[Study material Boundary: Start]

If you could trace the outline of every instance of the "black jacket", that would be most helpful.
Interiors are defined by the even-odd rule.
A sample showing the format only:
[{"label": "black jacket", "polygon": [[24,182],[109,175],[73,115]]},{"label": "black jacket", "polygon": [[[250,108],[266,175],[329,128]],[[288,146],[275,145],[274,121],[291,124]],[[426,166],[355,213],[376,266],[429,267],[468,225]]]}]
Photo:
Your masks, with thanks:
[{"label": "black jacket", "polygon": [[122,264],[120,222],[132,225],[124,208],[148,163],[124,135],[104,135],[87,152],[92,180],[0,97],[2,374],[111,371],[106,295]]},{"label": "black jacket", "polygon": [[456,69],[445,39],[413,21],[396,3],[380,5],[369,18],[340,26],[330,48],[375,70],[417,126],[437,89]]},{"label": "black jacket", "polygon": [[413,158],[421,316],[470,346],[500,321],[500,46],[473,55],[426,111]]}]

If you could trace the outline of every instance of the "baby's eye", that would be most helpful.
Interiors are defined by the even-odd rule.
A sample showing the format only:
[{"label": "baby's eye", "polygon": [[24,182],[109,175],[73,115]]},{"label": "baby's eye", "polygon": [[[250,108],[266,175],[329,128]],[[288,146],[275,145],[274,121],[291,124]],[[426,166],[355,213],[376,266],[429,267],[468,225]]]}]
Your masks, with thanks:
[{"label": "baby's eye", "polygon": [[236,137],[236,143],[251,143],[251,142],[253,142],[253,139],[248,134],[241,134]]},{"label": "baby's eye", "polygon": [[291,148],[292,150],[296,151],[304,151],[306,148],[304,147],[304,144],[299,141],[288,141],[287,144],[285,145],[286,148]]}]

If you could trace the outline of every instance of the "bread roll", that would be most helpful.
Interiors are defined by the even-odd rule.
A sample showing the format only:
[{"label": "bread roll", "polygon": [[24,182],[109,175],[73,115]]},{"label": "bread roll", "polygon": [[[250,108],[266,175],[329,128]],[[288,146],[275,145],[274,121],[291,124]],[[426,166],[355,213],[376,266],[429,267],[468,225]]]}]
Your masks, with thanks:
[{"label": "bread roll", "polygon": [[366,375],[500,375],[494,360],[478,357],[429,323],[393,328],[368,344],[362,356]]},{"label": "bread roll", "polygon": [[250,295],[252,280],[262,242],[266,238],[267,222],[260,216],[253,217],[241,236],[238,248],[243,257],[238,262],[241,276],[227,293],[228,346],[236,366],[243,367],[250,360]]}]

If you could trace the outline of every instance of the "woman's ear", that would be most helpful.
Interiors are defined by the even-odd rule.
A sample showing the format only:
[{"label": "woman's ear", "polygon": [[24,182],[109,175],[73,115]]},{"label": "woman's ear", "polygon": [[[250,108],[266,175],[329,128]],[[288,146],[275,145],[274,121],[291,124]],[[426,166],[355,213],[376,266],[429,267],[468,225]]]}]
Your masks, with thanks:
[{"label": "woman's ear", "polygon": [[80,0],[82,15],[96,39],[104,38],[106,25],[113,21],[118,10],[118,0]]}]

[Study material Boundary: End]

**What this task involves**
Each line carrying the string "helpful" should be copied out from the entries.

**Output for this exercise**
If you could trace the outline of every instance of the "black jacket", that would be most helpful.
If you could trace the outline of every instance of the "baby's eye", that would be most helpful.
If you could trace the outline of every instance of the "bread roll", that would be most helpful.
If you could trace the outline of every instance of the "woman's ear", that would be most helpful.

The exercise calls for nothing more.